* TEXTE *
LF : Sébastien, l’année dernière tu as animé à plusieurs reprises une jam dans un club de jazz parisien en proposant au préalable aux musiciens un répertoire basé uniquement sur la musique de Radiohead: comment cela a-t-il été accueilli par les participants de la jam ?
SP : Oui en effet, c'était une première, avec l'aide du site français radiohead.fr et de Jean-Luc Durban, l'ancien directeur artistique de la Péniche L'Improviste, on a démarré en étant dans l'inconnu, heureusement les journalistes de Jazz Magazine et de Jazznews notamment en ont parlé, et au bout de la 3ème soirée, cela a commencé à devenir intéressant.
Il y avait des musiciens qui venaient un peu par hasard, croyant à une jam habituelle (organisée une fois par mois) et qui finalement jouaient le jeu. Je m'étais donné du mal à arranger moi-même de manière claire et pratique les musiques de Radiohead avec des jeux de partitions transposées pour tous les instruments. Les musiciens qui ne connaissaient pas Radiohead ont eu quelques difficultés et cela a pu ressembler de temps en temps à un workshop, mais parfois de très bons musiciens débarquaient en connaissant sur le bout des doigts Radiohead, cela m'a beaucoup excité d'organiser ça, lors de l'avant-dernière jam, c'était plein et je n'avais plus rien à faire, des groupes de jeunes jazzmen déjà constitués venaient jouer leur propres arrangements, quel pied cela a été d'en être le témoin et de me dire qu'il était possible avec des jazzmen de jouer la musique de Radiohead comme on le fait avec des standards, d'une manière naturelle! C'est une question de temps et de génération.

* EXTRAIT DU CORPUS *
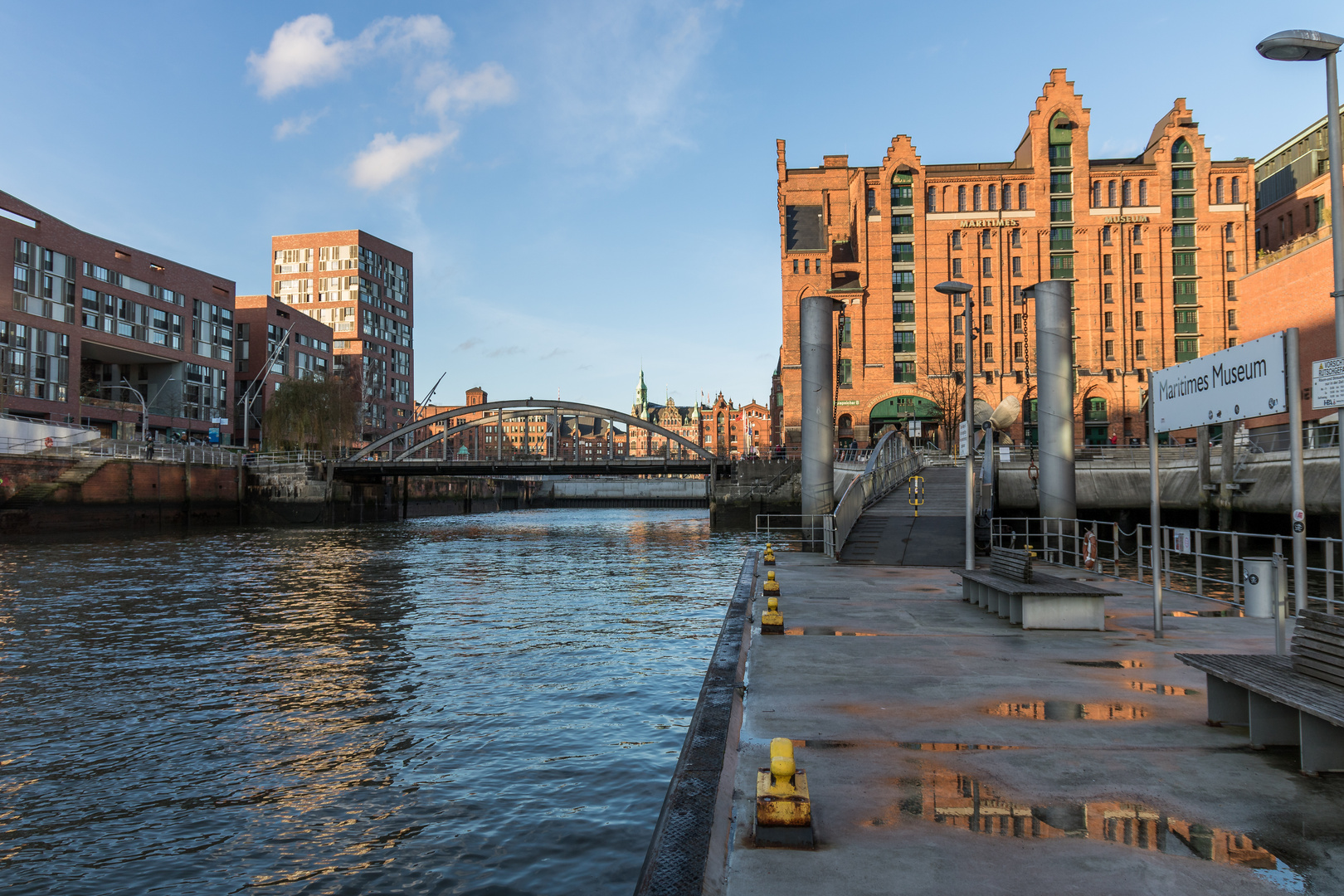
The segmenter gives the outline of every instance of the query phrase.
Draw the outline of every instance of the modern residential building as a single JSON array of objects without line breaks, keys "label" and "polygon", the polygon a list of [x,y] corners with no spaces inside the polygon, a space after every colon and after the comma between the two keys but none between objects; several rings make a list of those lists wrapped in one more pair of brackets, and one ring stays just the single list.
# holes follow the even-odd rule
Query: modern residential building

* CONSIGNE *
Réduisez sous forme de liste le paragraphe de l'entretien qui commence par « Il y avait des musiciens qui venaient un peu par hasard », en conservant ses faits essentiels.

* CORRIGÉ *
- Certains musiciens venaient par hasard, croyant à la jam mensuelle habituelle, et finissaient par jouer le jeu.
- Les morceaux de Radiohead avaient été arrangés de manière claire et pratique, avec des partitions transposées pour tous les instruments.
- Les musiciens qui ne connaissaient pas Radiohead ont eu quelques difficultés, ce qui donnait parfois à la soirée des airs de workshop.
- D'autres, très bons, arrivaient en connaissant Radiohead sur le bout des doigts.
- À l'avant-dernière jam, la salle était pleine et des groupes de jeunes jazzmen déjà constitués venaient jouer leurs propres arrangements.
- Cela a montré que des jazzmen pouvaient jouer Radiohead aussi naturellement que des standards : une question de temps et de génération.